§ **Te bestuderen tekst**
════

Kelmis - Moresnet

Vandaag nemen we je mee naar een interessante streek, een wandeling vol geschiedenis.



We starten de tocht te Kelmis aan het kerkhof aan de Altenberger Straße, het is een Duitstalige gemeente in de Belgische provincie Luik. Op zo’n 200 meter van de wagen ben je direct van de drukke baan af, je komt op een vals stijgend  wandelpad met panoramazicht over Kilmis en men komt ook nog via enkele huizen langs het bosrand tegen.



Door het bos blijven we de route op onze gps volgen tot we aan grenssteen 973 België – Duitsland. Wat verder in het bos komen we aan één van de tientallen grafheuvels van uit de bronstijd (1 800 tot 100 v. Chr.). 

Klik hier voor extra tekst
Nog wat klimmen en dalen door het berggebied komen we aan de spoorwegbrug van het dorpje Preuswald.


Hierna gingen we  een goede 150 meter langs een drukke baan waar ze aan het werken waren, deze steken we over om dan weer richting het bos te gaan. Van in de verte kon men het klimparcours zien en ja Jerry kon het niet laten om er in te gaan. Nu moet ik wel toegeven dat het bij mij ook wel kriebelde om er in te gaan.


We klauteren over omgewaaide bomen naar boven en houden daar dan even rust .
Leuk om het melodieus "tsitsitsitsitsitsitsi-tjoe-ie-ò te horen en tijdens de vlucht hoorde je wiet/tsjwit of gewoon kort pink-pink met deze hoorden we en zagen we vinken. Een gezang waar men wel de volledige toonladder hoorde dit waren dan de roodborstjes. Nee, we zijn nog niet uitgeteld want ook het gezang van de pimpelmees ontbrak niet.


Na nog enkele honderden meters verder staat de Adelaarsteen.  De steen staat in het Aachener Wald, het is een bosgebied dat gelegen is op enkele kilometers ten zuiden van het centrum van Aken en een oppervlakte van 1350 hectare heeft. Een deel van het bos strekt zich uit over de landsgrenzen heen naar België, waar het op het grondgebied van de gemeentes Raeren, Kelmis en Blieberg ligt. Het is een bos met rijk aan geschiedenis, Het meeste van dit bos hebben we vandaag wel links laten liggen en zal dit wel eens op een andere datum bewandelen. 

Nog op het Duit grondgebied kwamen we In het Aachener wald nog funderingen tegen. Hierop was tijdens de Tweede Wereldoorlog  een observatietoren gebouwd, zo zouden er vier torens geweest zijn. Na verluid zouden er twee zijn gebouwd van hout en twee van metaal. Geen van de torens is nog aanwezig enkel de betonnen sokkels waar de torens op stonden zijn nog ten dele zichtbaar. Onderstaande foto's van de meest westelijke toren waarvan alle vijf de sokkels nog aanwezig zijn.

De Pelzerturms zouden er zo uitgezien hebben.

Hierna komen we aan het punt waar je in drie landen tegelijk kunt zijn, wel te verstaan met handen en voeten. Dit is het drielandenpunt. Dit punt is zo fascinerend waar Duitsland, Nederland en België samenkomen. Op deze plaats is ook het hoogste punt van NL te zien en de Koning Boudewijntoren van 50 meter hoog die op de berg van 324 meter gebouwd is. Het is een toeristische toren waar men mits betaling op kan. Echter vandaag  hadden we pech, deze is gesloten en konden we niet van uit de hoogte over het drielandenpunt heen kijken.

════

§ **Beschikbare gegevens**
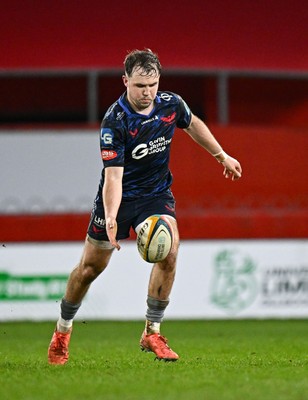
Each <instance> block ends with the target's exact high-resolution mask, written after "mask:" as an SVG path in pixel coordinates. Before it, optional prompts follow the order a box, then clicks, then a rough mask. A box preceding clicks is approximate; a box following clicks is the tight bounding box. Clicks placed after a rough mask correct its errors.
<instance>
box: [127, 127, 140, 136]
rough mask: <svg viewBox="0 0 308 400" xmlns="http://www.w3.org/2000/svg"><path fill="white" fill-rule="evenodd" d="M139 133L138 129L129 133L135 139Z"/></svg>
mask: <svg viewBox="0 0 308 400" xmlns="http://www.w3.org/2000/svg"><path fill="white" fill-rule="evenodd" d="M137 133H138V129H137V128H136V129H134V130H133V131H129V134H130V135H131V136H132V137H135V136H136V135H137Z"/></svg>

════

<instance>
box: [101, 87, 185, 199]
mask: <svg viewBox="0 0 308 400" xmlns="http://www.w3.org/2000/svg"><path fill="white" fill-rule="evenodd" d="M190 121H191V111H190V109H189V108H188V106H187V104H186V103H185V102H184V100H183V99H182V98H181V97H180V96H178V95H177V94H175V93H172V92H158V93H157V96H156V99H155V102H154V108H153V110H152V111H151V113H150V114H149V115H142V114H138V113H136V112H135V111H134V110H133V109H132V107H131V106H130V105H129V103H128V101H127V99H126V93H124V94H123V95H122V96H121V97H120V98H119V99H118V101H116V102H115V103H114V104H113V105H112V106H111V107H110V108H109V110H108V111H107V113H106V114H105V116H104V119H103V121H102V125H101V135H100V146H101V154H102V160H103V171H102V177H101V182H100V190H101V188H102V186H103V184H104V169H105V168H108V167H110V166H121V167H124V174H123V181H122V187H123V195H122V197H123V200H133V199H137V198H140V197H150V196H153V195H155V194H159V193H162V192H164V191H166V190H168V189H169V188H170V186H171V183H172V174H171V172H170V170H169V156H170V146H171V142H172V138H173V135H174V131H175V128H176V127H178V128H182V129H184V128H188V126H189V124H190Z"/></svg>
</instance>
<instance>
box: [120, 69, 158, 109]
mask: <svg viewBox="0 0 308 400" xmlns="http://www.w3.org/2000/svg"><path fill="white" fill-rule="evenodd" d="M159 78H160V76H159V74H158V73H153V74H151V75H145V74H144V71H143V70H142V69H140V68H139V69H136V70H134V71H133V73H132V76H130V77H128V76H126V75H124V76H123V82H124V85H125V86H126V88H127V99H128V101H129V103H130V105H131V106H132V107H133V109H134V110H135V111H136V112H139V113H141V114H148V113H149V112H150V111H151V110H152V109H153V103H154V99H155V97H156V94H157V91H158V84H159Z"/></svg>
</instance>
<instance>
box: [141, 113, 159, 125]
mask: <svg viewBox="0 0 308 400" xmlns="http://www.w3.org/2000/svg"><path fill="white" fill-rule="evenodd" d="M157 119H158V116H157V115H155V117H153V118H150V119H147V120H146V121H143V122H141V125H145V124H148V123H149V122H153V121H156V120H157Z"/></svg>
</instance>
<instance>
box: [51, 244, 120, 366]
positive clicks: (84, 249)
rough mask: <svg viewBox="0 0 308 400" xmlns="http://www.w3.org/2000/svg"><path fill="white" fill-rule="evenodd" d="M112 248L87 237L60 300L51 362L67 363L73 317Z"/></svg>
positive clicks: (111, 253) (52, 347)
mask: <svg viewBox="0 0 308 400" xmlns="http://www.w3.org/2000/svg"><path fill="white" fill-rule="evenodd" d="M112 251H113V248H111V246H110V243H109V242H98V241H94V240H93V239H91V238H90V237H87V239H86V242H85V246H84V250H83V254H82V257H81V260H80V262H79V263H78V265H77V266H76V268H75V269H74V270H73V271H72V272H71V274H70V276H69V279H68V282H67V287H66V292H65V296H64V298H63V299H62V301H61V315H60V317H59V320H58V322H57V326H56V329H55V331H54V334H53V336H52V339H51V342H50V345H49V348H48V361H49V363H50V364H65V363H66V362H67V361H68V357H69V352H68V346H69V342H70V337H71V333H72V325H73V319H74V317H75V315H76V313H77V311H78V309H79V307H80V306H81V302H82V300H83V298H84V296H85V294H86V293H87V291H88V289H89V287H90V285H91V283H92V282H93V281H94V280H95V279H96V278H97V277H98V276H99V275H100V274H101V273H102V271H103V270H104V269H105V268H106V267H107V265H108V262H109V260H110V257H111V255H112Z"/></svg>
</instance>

════

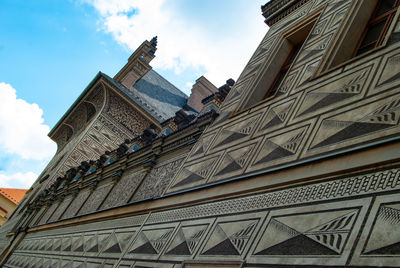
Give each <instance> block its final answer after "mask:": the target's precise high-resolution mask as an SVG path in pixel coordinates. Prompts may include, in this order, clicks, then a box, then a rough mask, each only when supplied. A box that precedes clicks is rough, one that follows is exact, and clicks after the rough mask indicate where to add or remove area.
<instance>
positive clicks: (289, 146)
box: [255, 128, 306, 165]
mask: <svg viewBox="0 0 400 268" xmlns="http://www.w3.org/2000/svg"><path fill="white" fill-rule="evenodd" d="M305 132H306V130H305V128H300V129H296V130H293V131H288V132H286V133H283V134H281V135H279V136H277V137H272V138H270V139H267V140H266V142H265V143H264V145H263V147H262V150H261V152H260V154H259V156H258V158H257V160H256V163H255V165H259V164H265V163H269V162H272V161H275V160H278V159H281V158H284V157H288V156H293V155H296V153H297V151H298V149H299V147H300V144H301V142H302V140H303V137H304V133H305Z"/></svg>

════

§ **Lijst met opdrachten**
1 – Typ uit de wandeltekst het stuk van "Vandaag nemen we" tot en met "het dorpje Preuswald." letterlijk over.
2 – Welke vogelsoorten worden in de wandeltekst genoemd? Noem ze allemaal.
3 – Hoe hoog is de Koning Boudewijntoren volgens de wandeltekst?
De rijen komen uit een andere bron dan de wandeltekst.

§ **Antwoorden op volgorde**
1 –
Vandaag nemen we je mee naar een interessante streek, een wandeling vol geschiedenis.



We starten de tocht te Kelmis aan het kerkhof aan de Altenberger Straße, het is een Duitstalige gemeente in de Belgische provincie Luik. Op zo’n 200 meter van de wagen ben je direct van de drukke baan af, je komt op een vals stijgend  wandelpad met panoramazicht over Kilmis en men komt ook nog via enkele huizen langs het bosrand tegen.



Door het bos blijven we de route op onze gps volgen tot we aan grenssteen 973 België – Duitsland. Wat verder in het bos komen we aan één van de tientallen grafheuvels van uit de bronstijd (1 800 tot 100 v. Chr.). 

Klik hier voor extra tekst
Nog wat klimmen en dalen door het berggebied komen we aan de spoorwegbrug van het dorpje Preuswald.

2 – Vinken, roodborstjes en de pimpelmees.

3 – 50 meter.